**WORK INSTRUCTIONS:**
Can you repeat the listing below word for word, from the line with "Sample: x=188, y=213." to the line with "x=143, y=89", both included?

Named object pointing entries
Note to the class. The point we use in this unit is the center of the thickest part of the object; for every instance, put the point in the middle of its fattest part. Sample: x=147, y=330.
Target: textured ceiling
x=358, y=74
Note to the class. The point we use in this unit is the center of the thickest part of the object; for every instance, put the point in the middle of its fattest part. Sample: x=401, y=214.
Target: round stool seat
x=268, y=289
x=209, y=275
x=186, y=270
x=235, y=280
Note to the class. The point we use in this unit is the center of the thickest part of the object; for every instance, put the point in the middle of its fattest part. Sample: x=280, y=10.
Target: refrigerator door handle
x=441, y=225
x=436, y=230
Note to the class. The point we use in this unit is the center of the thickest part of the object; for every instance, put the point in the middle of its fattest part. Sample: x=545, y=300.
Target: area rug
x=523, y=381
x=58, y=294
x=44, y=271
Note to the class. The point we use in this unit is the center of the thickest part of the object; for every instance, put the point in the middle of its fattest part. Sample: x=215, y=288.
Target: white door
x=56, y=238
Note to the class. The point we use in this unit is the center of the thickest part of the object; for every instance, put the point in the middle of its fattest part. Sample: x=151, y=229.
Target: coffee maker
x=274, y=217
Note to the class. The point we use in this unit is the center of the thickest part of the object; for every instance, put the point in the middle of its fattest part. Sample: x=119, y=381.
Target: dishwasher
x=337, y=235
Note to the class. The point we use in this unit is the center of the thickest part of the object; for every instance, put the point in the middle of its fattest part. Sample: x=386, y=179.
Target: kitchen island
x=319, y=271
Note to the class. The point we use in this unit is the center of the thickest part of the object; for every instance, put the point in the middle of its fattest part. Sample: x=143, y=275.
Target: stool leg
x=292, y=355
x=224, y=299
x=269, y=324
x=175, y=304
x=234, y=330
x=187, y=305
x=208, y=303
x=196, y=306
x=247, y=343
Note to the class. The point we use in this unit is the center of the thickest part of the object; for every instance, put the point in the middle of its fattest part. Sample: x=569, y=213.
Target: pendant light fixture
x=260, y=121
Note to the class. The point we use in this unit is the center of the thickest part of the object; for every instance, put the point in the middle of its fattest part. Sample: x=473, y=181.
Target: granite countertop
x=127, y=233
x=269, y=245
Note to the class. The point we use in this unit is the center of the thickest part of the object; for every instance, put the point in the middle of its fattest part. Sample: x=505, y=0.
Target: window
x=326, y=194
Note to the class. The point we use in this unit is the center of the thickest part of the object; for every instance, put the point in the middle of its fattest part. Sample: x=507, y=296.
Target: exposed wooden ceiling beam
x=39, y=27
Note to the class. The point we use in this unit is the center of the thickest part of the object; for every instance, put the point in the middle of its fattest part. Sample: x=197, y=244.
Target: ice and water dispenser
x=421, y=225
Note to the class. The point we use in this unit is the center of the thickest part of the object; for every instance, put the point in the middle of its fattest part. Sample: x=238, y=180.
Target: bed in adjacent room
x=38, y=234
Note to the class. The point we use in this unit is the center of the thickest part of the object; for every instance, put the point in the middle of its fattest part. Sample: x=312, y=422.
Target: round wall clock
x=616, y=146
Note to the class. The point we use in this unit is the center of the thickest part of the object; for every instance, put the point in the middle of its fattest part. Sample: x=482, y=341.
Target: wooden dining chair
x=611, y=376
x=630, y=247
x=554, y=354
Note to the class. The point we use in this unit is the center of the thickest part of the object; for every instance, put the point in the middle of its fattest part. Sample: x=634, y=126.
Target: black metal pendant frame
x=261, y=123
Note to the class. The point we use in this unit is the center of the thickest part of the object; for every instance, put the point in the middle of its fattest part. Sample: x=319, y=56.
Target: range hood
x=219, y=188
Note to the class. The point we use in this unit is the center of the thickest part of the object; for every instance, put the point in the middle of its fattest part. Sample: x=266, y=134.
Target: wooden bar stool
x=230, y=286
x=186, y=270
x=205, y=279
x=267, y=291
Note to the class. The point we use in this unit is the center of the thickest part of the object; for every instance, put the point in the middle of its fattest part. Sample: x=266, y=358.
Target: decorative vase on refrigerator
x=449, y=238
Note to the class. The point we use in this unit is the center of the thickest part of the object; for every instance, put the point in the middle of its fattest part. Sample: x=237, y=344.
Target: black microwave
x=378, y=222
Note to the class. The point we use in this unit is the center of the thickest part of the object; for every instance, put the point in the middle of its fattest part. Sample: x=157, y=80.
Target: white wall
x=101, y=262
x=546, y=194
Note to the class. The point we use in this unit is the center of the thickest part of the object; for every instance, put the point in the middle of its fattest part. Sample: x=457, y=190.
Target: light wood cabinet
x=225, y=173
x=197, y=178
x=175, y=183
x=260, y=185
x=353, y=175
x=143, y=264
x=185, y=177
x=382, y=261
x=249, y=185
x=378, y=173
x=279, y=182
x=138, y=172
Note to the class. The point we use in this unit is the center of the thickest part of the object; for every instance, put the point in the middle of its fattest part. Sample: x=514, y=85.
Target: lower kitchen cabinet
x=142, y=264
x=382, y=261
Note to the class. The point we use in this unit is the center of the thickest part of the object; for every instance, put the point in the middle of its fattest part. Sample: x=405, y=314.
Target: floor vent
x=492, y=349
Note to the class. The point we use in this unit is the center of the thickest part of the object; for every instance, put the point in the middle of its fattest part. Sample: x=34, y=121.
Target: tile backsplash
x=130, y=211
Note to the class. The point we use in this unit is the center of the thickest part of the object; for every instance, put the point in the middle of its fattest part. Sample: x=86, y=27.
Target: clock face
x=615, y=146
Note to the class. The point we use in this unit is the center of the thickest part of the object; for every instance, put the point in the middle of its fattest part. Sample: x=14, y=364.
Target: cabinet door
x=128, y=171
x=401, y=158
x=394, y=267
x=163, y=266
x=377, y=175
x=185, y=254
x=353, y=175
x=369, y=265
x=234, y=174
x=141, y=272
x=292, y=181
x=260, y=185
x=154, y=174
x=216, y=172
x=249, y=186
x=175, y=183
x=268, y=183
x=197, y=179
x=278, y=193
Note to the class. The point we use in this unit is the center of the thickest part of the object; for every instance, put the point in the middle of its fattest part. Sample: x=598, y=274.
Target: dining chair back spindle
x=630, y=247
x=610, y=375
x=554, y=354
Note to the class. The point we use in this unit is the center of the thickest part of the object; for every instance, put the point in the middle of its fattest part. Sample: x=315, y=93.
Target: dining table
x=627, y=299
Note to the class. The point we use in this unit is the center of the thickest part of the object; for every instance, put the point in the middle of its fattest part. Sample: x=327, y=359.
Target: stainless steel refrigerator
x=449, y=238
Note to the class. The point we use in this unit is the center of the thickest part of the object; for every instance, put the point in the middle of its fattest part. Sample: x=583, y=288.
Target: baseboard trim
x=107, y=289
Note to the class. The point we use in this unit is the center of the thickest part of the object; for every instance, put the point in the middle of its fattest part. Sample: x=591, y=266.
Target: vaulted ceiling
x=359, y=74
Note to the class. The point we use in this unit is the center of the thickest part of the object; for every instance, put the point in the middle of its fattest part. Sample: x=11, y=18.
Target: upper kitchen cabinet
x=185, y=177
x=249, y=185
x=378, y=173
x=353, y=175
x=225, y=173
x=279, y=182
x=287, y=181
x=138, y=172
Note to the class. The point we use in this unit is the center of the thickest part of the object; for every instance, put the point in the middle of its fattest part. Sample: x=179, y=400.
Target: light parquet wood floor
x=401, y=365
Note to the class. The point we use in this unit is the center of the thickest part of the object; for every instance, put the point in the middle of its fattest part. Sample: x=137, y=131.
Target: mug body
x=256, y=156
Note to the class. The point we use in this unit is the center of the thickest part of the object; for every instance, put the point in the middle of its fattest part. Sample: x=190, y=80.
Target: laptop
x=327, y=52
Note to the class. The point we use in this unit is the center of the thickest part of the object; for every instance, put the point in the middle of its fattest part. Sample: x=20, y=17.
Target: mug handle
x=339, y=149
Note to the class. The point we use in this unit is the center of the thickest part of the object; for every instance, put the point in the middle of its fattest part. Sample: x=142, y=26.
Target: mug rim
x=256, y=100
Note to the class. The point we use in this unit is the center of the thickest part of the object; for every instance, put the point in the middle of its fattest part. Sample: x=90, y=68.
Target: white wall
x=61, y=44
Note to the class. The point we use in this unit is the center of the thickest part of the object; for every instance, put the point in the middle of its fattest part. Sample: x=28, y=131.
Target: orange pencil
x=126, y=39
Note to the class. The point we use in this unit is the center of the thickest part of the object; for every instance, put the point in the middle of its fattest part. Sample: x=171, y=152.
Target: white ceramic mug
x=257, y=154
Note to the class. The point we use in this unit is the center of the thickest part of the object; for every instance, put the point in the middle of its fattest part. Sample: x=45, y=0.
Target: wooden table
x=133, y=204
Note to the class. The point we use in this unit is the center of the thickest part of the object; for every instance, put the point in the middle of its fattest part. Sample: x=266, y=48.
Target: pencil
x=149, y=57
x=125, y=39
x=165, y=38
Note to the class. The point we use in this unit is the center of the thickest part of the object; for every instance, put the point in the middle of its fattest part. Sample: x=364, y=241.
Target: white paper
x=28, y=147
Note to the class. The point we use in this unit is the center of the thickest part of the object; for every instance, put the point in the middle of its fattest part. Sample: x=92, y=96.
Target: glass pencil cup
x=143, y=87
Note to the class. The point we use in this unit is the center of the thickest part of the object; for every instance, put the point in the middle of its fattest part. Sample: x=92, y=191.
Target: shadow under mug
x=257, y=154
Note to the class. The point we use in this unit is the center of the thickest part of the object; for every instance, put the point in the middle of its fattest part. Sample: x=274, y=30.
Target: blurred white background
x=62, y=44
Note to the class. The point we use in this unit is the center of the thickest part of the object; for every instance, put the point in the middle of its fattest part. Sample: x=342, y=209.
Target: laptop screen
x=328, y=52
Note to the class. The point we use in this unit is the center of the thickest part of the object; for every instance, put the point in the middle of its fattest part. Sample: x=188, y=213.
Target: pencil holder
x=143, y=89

---

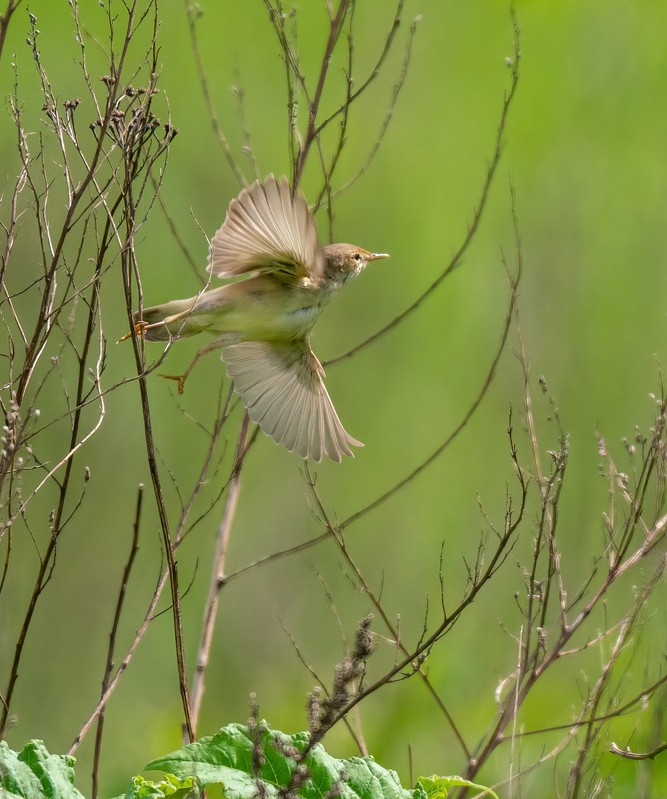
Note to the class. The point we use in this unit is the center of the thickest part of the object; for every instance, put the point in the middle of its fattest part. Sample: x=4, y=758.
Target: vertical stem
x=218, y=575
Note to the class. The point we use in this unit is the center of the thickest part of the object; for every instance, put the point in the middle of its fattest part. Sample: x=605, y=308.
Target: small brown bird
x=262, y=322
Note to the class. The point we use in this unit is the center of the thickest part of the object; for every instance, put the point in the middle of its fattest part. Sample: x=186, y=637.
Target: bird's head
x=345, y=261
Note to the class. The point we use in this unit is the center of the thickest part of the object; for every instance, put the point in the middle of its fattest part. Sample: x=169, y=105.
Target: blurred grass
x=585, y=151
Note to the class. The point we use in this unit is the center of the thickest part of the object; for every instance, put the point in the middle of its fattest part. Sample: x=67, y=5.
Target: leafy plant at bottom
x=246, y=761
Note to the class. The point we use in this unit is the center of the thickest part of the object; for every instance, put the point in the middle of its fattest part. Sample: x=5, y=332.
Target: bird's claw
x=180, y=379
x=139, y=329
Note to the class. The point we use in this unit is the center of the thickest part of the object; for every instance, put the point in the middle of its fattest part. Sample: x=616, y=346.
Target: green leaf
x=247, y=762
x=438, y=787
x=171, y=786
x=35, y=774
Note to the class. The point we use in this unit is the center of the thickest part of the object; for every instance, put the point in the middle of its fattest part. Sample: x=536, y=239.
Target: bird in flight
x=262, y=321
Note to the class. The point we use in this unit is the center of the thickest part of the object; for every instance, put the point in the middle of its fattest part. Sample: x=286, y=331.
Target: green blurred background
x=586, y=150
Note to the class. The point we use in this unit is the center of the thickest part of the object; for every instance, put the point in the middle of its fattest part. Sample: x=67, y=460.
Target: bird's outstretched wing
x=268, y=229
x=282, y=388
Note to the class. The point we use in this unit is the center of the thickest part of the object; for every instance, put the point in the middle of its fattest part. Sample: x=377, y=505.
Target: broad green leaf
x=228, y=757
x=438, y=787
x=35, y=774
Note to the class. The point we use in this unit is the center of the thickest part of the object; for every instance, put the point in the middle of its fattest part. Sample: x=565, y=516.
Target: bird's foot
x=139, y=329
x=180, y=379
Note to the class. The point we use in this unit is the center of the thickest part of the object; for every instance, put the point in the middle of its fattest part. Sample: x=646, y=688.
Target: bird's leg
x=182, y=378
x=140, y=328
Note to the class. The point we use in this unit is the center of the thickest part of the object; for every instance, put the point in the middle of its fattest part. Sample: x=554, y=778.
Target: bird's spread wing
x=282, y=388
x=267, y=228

==

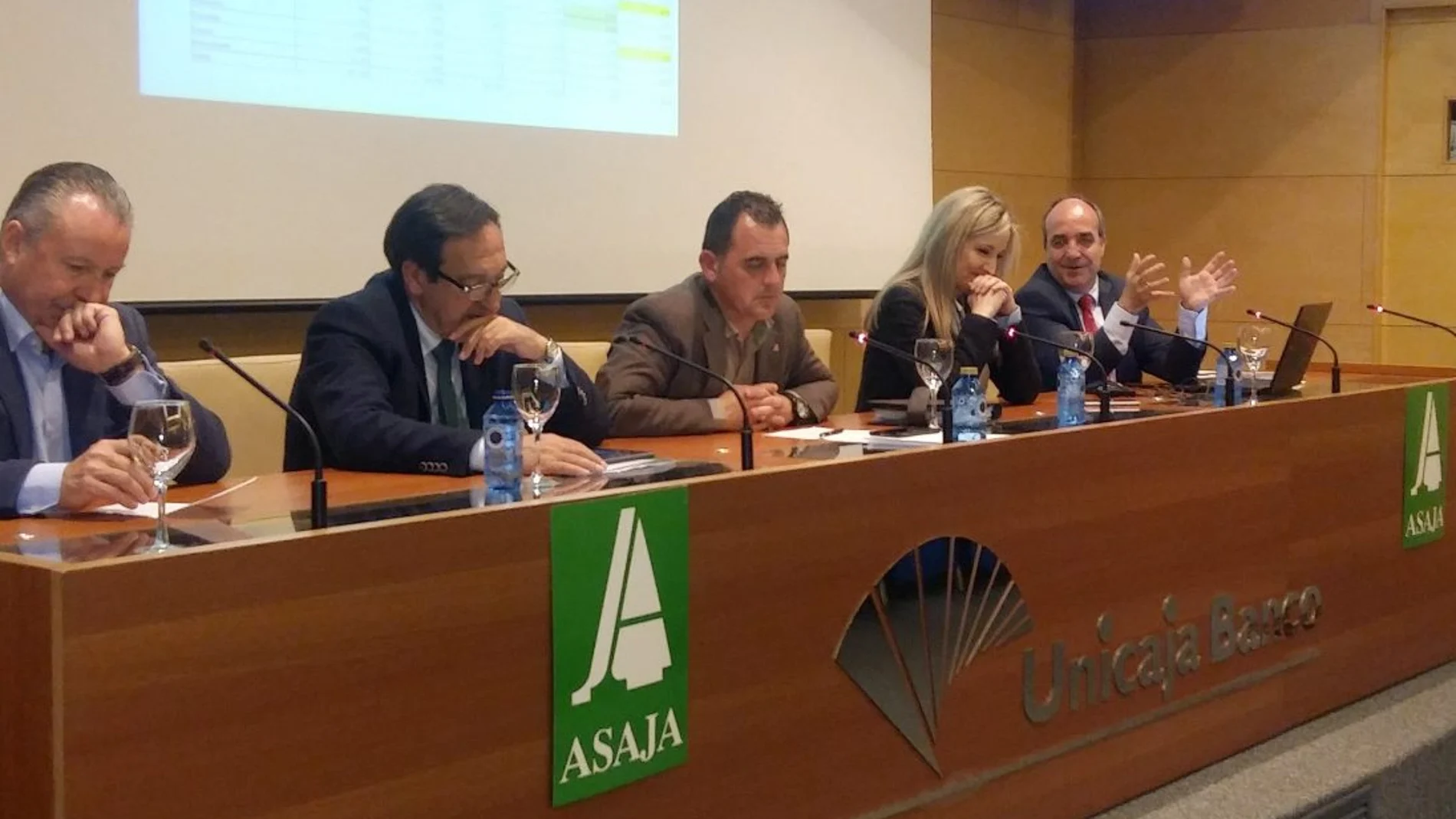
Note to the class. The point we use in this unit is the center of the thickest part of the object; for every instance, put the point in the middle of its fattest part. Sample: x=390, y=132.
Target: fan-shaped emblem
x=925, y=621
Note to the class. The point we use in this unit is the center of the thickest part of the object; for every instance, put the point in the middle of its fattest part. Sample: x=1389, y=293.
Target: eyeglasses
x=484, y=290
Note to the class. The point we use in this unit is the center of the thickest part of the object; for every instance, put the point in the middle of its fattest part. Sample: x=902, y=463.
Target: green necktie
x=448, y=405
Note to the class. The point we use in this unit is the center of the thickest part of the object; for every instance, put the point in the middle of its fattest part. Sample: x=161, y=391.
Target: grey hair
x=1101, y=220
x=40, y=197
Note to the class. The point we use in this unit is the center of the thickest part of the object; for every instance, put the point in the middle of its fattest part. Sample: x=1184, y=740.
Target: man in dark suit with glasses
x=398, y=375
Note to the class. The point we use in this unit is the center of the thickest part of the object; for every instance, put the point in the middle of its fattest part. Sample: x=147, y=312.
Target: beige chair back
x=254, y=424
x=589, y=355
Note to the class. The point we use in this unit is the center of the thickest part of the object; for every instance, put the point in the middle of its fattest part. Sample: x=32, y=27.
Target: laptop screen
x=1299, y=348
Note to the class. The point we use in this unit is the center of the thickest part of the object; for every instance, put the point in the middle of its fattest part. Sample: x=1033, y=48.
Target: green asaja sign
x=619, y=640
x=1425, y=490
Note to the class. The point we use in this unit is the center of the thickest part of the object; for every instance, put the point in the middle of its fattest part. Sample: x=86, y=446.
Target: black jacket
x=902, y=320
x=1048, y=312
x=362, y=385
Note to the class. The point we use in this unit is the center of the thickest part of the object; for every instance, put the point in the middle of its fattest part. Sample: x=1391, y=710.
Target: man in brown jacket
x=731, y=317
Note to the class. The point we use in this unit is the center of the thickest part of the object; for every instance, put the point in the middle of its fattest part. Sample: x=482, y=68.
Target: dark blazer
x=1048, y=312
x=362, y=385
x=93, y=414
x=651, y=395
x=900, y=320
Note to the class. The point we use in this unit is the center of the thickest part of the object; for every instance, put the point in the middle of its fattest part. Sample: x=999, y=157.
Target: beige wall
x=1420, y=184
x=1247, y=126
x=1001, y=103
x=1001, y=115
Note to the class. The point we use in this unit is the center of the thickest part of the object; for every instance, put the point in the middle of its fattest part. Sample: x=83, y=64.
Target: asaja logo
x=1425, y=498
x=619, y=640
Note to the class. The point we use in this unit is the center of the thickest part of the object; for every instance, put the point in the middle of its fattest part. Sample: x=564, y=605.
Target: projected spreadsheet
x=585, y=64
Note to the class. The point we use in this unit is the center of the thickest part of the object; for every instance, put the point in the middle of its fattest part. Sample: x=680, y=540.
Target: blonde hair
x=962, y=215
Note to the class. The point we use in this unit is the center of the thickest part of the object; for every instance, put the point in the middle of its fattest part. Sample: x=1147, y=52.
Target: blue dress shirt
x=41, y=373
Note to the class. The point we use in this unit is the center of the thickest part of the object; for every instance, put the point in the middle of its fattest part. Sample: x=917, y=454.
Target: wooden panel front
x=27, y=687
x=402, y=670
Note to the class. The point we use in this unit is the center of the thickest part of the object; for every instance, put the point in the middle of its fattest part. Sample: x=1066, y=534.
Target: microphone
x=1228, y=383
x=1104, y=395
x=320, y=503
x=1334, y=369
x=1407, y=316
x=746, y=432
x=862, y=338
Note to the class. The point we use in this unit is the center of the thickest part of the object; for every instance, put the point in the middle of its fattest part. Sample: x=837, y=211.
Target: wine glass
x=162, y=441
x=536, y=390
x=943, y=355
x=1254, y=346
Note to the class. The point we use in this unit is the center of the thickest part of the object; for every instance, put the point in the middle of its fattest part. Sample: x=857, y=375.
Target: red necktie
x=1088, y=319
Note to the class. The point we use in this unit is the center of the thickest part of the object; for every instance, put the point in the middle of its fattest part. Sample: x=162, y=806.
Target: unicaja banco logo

**SOLUTION FOR THIS TASK:**
Note to the class. The point we use in this unit is the center of the thickest part of the object; for every instance, put the point in the middle of its fattest part. Sample: x=188, y=213.
Target: pencil holder
x=143, y=89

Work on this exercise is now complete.